→ What the task requires
Transcribe the data that follows, exactly and in full.

[[ Materials provided, beginning ]]

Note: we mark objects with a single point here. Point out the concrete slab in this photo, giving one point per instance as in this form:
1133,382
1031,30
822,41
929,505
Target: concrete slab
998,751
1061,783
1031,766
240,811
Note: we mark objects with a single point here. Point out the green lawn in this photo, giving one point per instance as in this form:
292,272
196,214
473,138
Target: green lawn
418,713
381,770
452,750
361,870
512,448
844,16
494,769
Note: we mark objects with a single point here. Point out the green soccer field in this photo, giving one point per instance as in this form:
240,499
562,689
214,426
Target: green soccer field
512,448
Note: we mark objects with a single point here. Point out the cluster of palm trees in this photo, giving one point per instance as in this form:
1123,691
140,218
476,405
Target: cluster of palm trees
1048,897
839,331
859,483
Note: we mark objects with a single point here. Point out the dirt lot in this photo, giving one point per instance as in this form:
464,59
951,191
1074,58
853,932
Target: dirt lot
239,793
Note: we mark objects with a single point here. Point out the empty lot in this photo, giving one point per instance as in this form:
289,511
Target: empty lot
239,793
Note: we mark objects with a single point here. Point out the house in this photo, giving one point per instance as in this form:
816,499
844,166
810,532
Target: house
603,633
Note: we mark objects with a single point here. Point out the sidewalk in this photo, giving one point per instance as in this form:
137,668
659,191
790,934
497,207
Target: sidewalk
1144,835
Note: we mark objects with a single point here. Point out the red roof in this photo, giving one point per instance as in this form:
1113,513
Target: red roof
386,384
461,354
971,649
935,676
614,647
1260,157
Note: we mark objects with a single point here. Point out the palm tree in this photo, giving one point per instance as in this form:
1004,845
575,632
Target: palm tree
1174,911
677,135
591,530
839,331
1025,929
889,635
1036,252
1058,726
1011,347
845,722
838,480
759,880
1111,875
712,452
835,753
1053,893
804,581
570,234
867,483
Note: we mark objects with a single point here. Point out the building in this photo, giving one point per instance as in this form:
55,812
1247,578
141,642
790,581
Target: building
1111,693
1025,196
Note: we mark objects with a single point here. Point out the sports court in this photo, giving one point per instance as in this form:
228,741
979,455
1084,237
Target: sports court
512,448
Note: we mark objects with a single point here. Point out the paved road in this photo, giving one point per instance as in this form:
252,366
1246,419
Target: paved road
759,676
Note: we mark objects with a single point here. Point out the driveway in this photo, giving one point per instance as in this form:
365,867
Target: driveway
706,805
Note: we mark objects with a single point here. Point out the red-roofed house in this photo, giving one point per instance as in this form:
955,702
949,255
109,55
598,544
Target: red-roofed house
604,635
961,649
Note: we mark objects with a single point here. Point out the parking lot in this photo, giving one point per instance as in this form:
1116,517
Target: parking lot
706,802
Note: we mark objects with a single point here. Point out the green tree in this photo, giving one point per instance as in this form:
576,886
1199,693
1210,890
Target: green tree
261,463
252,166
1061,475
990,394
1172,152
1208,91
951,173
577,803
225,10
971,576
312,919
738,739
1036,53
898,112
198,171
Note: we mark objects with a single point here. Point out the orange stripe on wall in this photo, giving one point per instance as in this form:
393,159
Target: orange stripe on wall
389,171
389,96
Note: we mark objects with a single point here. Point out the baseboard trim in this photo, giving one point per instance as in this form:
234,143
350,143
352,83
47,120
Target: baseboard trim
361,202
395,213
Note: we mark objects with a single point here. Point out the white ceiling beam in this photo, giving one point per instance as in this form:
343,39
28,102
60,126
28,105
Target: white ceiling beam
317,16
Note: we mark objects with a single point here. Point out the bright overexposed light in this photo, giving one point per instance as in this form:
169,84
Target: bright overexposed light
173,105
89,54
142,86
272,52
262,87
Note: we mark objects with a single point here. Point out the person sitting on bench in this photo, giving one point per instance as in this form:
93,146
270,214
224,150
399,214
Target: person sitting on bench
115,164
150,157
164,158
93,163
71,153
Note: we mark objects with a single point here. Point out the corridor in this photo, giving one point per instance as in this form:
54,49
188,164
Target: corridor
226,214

[[ Materials provided, end ]]

→ Answer to the problem
Note: we mark objects with a single point here. Point out the concrete slab in this photo, giving one point per instance as in this form:
1133,382
1031,30
822,41
929,505
Target: concrete slab
998,751
1061,783
1031,766
240,811
Note: we mark objects with a single point here. Point out the green lawn in this photo, giving one point per instance as in this form:
292,272
196,214
473,138
Target: green lawn
418,713
381,770
452,750
361,870
512,448
844,16
494,769
Note: we mark objects with a single point here. Point out the green soccer field in this photo, giving one point per instance as in this form:
240,499
562,689
214,426
Target: green soccer field
512,448
Note: we mark objects with a single point here. Point out the cluster of palm trees in this photo, giving one point per instance as in this form:
1123,691
140,218
476,405
Target: cluster of palm trees
1048,897
839,331
859,483
Note: we mark objects with a single point here. Point out the dirt lot in this photo, giving one point per instance as in this form:
464,59
951,191
1074,58
853,932
Target: dirt lot
239,793
Note: we mark objects with a single point here. Point out the empty lot in this photo, giving one point per instance as in this form:
289,511
Target: empty lot
239,793
Note: we mark objects with a single point here. Point out the house in this photo, giving one point per instance as in this form:
816,499
844,166
810,532
Target: house
603,633
Note: we mark objects with a single point here. Point out the sidewalk in this photo, giving one point per instance as in this form:
137,668
659,191
790,934
497,207
Target: sidewalk
1144,835
Note: we mark objects with a single point here. Point out the red roof in this photo, giving one point per instance as in this form:
1113,513
Target: red roof
386,384
461,354
971,649
935,676
614,647
1260,157
Note: we mark objects with a single point here. Point out the palm tree in this photo, giving one point per instance as in this form:
1004,845
575,632
Target: palm tree
1174,911
677,135
591,530
839,331
1025,929
889,635
1036,252
1058,726
1011,347
845,722
838,480
759,880
1111,875
712,452
835,753
1053,893
804,581
570,234
867,483
Note: we mark objects with a single point here. Point out the building in this photo, giving one point per instance as in this form:
55,812
1247,578
141,642
790,581
Target: building
1111,693
1025,196
Note: we mark objects with a single point here. Point out the sports court in this photo, giving one point per instance as in this form:
228,741
979,455
1084,237
Target: sports court
512,448
Note: we mark objects with a single point here. Point out the paved road in this photo, giving one point per instance as in this form:
252,366
1246,419
Target: paved road
759,676
Note: we mark objects with a single point here. Point out the driveway in this photo, giving one point per instance as in this form:
365,867
Target: driveway
706,805
Note: we mark objects with a single point here. Point out the red-roofed house in this photo, giving one point per instance as in this form:
955,702
949,255
109,55
598,544
Target: red-roofed house
604,635
961,649
Note: we mark objects with a single point here. Point out the parking lot in this photo, giving one point per instance as in this form:
1116,517
Target: parking lot
706,802
Note: we mark objects with a single point here. Point out the green tree in this photo, giving one point per instance as in this form:
576,886
1199,693
1210,890
Target: green tree
261,463
252,166
1061,475
990,394
1172,152
1208,91
951,173
577,803
225,10
971,576
312,919
738,739
1036,53
898,112
198,171
Note: we mark objects with a single point here. Point out the orange stripe on wall in this photo, giving one point per instance as in this form:
393,159
Target: orange stripe on wall
389,171
389,96
Note: we mark objects with a single point here. Point out the baseboard trim in this photo, giving one point per instance as in this form:
234,143
350,143
352,83
47,120
Target: baseboard trim
361,202
395,213
Note: we mark objects with a single point here. Point out the white ceiling beam in this photo, giving one point per instance as in this form:
343,39
28,102
60,126
28,105
Target: white ceiling beam
317,16
Note: we mark objects with a single point here. Point out the bright overexposed light in this photo, giving one point per instance as in this form:
169,84
Target: bright overexposed light
173,105
89,54
142,86
272,52
262,87
Note: we mark objects with a single point here. Point out the person sitting on bench in this photo, giving one point per instance as in this form:
93,146
270,214
224,150
399,214
Target: person sitting on bench
115,164
150,157
164,158
93,163
71,153
Note: we mark objects with a single point here. Point out the corridor in this photo, giving one point per instance as in this form:
54,49
188,164
Target: corridor
226,214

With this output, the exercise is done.